Set down the rows below word for word, everything from the start of the rows down to the line containing "negative clicks: (377, 202) (80, 163)", both ends included. Leave the pictures out of your answer.

Collected data entries

┄┄┄┄┄┄┄┄┄┄

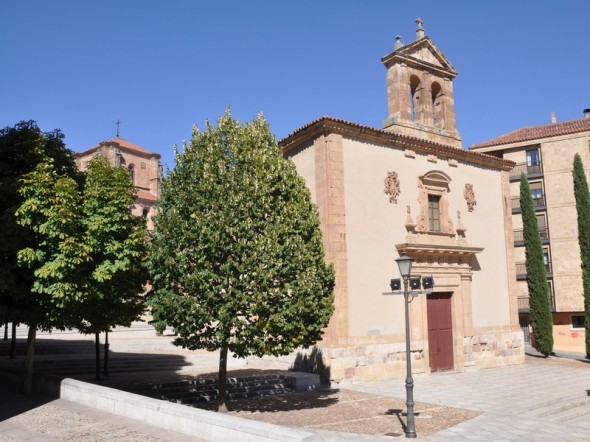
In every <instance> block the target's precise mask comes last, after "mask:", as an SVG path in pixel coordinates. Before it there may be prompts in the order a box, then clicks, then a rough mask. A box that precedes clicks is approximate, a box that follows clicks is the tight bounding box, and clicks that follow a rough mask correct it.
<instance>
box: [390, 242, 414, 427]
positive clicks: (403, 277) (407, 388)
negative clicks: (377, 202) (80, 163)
mask: <svg viewBox="0 0 590 442" xmlns="http://www.w3.org/2000/svg"><path fill="white" fill-rule="evenodd" d="M395 261H396V262H397V266H398V267H399V273H400V275H401V276H402V279H403V280H404V306H405V310H406V370H407V374H406V406H407V409H408V413H407V415H408V420H407V423H406V429H405V433H406V437H409V438H415V437H416V422H415V421H414V380H413V379H412V358H411V355H410V315H409V311H408V301H409V299H408V298H409V293H408V282H409V281H410V277H411V273H412V261H414V260H413V259H412V258H410V257H409V256H408V255H407V254H406V253H405V252H402V253H401V255H400V257H399V258H398V259H396V260H395Z"/></svg>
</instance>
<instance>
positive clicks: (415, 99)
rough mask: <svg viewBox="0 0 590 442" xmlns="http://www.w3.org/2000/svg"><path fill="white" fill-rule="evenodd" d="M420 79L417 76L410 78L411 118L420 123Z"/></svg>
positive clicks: (410, 102)
mask: <svg viewBox="0 0 590 442" xmlns="http://www.w3.org/2000/svg"><path fill="white" fill-rule="evenodd" d="M421 89H422V86H421V85H420V79H419V78H418V77H416V76H415V75H412V76H411V77H410V118H411V119H412V121H417V122H420V115H419V114H420V91H421Z"/></svg>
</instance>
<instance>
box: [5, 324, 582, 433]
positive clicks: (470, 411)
mask: <svg viewBox="0 0 590 442" xmlns="http://www.w3.org/2000/svg"><path fill="white" fill-rule="evenodd" d="M24 333H25V331H24V330H23V331H19V334H20V336H21V337H22V336H23V335H24ZM44 339H47V344H46V345H45V346H44V344H43V342H44ZM85 339H86V338H83V337H81V336H80V335H78V334H76V333H70V334H68V333H61V334H52V335H49V336H48V335H43V334H41V336H40V338H39V343H40V346H39V349H40V350H42V351H40V354H39V365H38V366H43V361H45V362H49V360H50V359H52V358H55V355H52V354H51V352H52V351H51V349H52V348H60V349H61V350H60V351H65V349H66V348H69V349H70V350H71V351H74V350H75V352H77V353H78V354H77V355H76V354H70V353H62V354H60V355H59V358H61V359H68V358H72V361H74V360H78V359H74V358H77V357H79V356H80V354H79V353H80V352H86V349H87V348H88V349H90V350H91V349H92V345H91V339H89V340H88V342H85ZM64 340H67V341H69V342H68V343H65V342H63V341H64ZM170 340H171V338H170V337H155V335H154V333H153V330H151V329H150V328H149V327H141V326H136V327H135V328H134V329H132V330H127V331H121V332H118V333H113V334H112V336H111V343H112V344H111V345H112V349H113V361H116V358H117V356H121V354H122V353H123V352H124V353H125V355H126V356H125V357H128V356H129V355H131V354H133V353H135V354H139V355H142V356H145V354H146V353H150V354H151V355H153V356H154V357H155V356H157V355H159V357H162V358H164V360H166V361H168V362H167V363H169V364H170V367H171V369H174V370H177V371H180V372H182V373H191V371H195V370H197V371H211V369H212V368H215V365H216V363H217V356H216V355H215V354H211V353H206V352H202V353H201V352H185V351H182V350H181V349H176V348H174V347H170ZM21 344H22V342H21ZM49 344H51V345H49ZM58 344H59V345H58ZM87 344H88V345H87ZM5 345H6V344H4V346H5ZM4 348H5V347H4ZM530 351H531V350H530V349H529V352H530ZM85 354H86V353H85ZM86 356H87V357H89V358H91V357H92V353H91V352H89V353H87V354H86ZM576 358H577V359H576ZM7 362H9V361H7V360H6V356H5V355H3V356H2V365H1V366H0V389H1V391H2V401H1V402H0V403H1V406H0V441H15V440H36V441H55V440H72V441H74V440H75V441H112V440H121V441H159V440H163V441H185V440H186V441H188V440H195V441H199V440H205V439H203V438H201V439H199V438H198V437H189V436H186V435H182V434H179V433H174V432H170V431H166V430H162V429H159V428H156V427H151V426H150V425H145V424H143V423H140V422H138V421H134V420H132V419H126V418H123V417H121V416H115V415H112V414H109V413H105V412H101V411H97V410H94V409H91V408H87V407H84V406H82V405H79V404H74V403H71V402H68V401H65V400H63V399H54V398H51V397H48V396H44V395H42V394H36V395H34V396H32V397H28V398H27V397H23V396H22V395H21V394H20V393H18V381H17V380H16V378H15V376H14V375H11V374H9V373H7V372H4V373H3V372H2V371H1V369H2V367H4V368H6V367H8V366H9V364H7ZM13 362H14V361H13ZM233 364H234V367H233V368H234V369H245V368H248V367H246V366H245V365H244V364H245V363H244V362H240V361H237V360H234V362H233ZM90 366H91V365H90ZM2 373H3V374H2ZM589 374H590V364H589V363H587V362H586V361H584V360H583V359H582V358H581V355H571V354H570V355H564V354H558V355H557V356H552V357H550V358H547V359H545V358H539V357H536V356H534V355H527V358H526V364H524V365H518V366H510V367H504V368H496V369H489V370H479V371H469V372H464V373H456V372H446V373H438V374H432V375H421V374H418V375H416V376H415V378H414V380H415V389H414V398H415V401H416V402H417V404H420V406H417V407H416V411H417V413H418V414H417V416H416V422H417V429H418V438H419V439H423V440H428V441H466V440H469V441H477V440H485V441H490V440H492V441H545V440H547V441H549V440H551V441H554V440H559V441H588V440H590V396H588V394H587V391H586V390H588V389H590V376H589ZM122 376H127V375H126V374H124V373H119V374H116V375H115V376H114V377H116V378H119V381H120V380H121V377H122ZM82 377H84V376H82ZM87 377H88V376H87ZM90 377H91V376H90ZM88 380H90V379H88ZM339 390H340V391H339V392H337V394H336V393H334V394H332V393H329V394H328V393H325V394H324V399H325V398H326V397H328V396H330V395H331V396H330V397H331V398H332V399H333V400H331V401H328V402H329V405H325V404H324V405H322V407H321V409H320V408H317V409H315V408H314V407H313V405H308V406H306V407H301V406H299V407H297V406H292V407H291V408H289V405H294V403H295V402H297V401H299V402H298V403H303V400H302V399H301V397H299V398H297V399H296V398H295V397H290V396H283V399H282V401H283V402H284V403H285V404H287V408H286V411H284V410H283V412H282V413H279V409H277V408H275V409H274V410H270V412H269V411H267V412H260V411H258V412H255V413H253V414H252V415H251V416H248V418H249V419H248V420H249V421H251V420H252V419H254V420H257V419H260V420H261V421H263V420H265V421H266V422H272V423H276V422H279V419H278V418H279V417H280V425H283V426H287V427H297V428H300V429H303V430H305V431H307V432H309V433H310V434H312V440H315V441H320V442H342V441H350V442H352V441H358V442H361V441H367V442H368V441H387V440H393V439H399V438H403V433H401V432H400V423H401V422H403V421H405V415H402V416H400V417H398V415H396V414H395V413H384V410H386V411H387V410H389V411H393V410H396V409H397V410H400V409H405V406H404V402H405V385H404V381H403V380H402V379H398V380H393V381H383V382H374V383H359V384H353V385H341V386H340V389H339ZM363 395H364V396H363ZM334 398H335V399H334ZM312 402H313V401H312ZM290 410H292V411H290ZM367 410H368V412H369V414H367ZM466 411H468V412H466ZM361 412H362V413H361ZM462 412H465V413H464V414H463V415H462V414H461V413H462ZM363 413H364V414H363ZM371 413H372V414H371ZM398 414H399V413H398ZM235 415H236V416H239V417H241V416H242V415H241V414H240V413H236V414H235ZM279 415H280V416H279ZM457 416H459V417H460V419H457ZM472 416H475V417H472ZM441 419H442V420H447V421H448V422H450V423H449V424H448V425H442V426H440V425H439V426H438V427H436V432H434V433H432V434H427V432H426V431H425V430H423V431H422V433H421V432H420V429H421V428H423V429H426V428H428V427H429V425H431V424H434V423H436V422H440V421H441ZM453 419H454V420H453ZM465 419H466V420H465ZM322 420H324V421H325V422H322ZM328 421H330V422H328ZM387 422H391V424H392V426H391V430H388V424H387ZM455 422H460V423H458V424H454V423H455ZM394 424H395V425H394ZM257 425H262V424H257ZM396 425H397V426H396ZM449 425H450V426H449ZM395 426H396V427H395ZM445 426H446V427H448V428H445ZM394 427H395V428H394ZM440 428H443V429H442V430H440ZM352 429H354V431H356V433H354V432H346V431H344V430H349V431H353V430H352ZM360 433H364V434H360ZM306 440H307V439H306Z"/></svg>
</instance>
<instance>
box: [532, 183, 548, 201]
mask: <svg viewBox="0 0 590 442" xmlns="http://www.w3.org/2000/svg"><path fill="white" fill-rule="evenodd" d="M530 188H531V197H532V198H533V204H534V205H535V207H539V206H544V205H545V199H544V198H543V183H542V182H541V181H536V182H532V183H530Z"/></svg>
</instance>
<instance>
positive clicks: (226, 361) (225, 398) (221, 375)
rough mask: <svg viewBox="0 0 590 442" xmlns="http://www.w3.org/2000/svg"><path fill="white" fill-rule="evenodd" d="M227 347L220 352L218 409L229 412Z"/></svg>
mask: <svg viewBox="0 0 590 442" xmlns="http://www.w3.org/2000/svg"><path fill="white" fill-rule="evenodd" d="M226 392H227V347H224V348H222V349H221V351H220V352H219V396H218V398H217V411H221V412H222V413H226V412H227V404H226Z"/></svg>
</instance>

┄┄┄┄┄┄┄┄┄┄

## [Answer box]
In every <instance> block the target's precise mask comes last, after "mask:", as an SVG path in pixel coordinates. Before it there may be prompts in the order a box, then clicks, then a rough mask. A box that precedes clicks is approximate, a box that follows clicks is the tight bounding box, and clicks that follow a rough mask correct it.
<instance>
box: [390, 242, 414, 427]
positive clicks: (403, 277) (407, 388)
negative clicks: (377, 202) (80, 163)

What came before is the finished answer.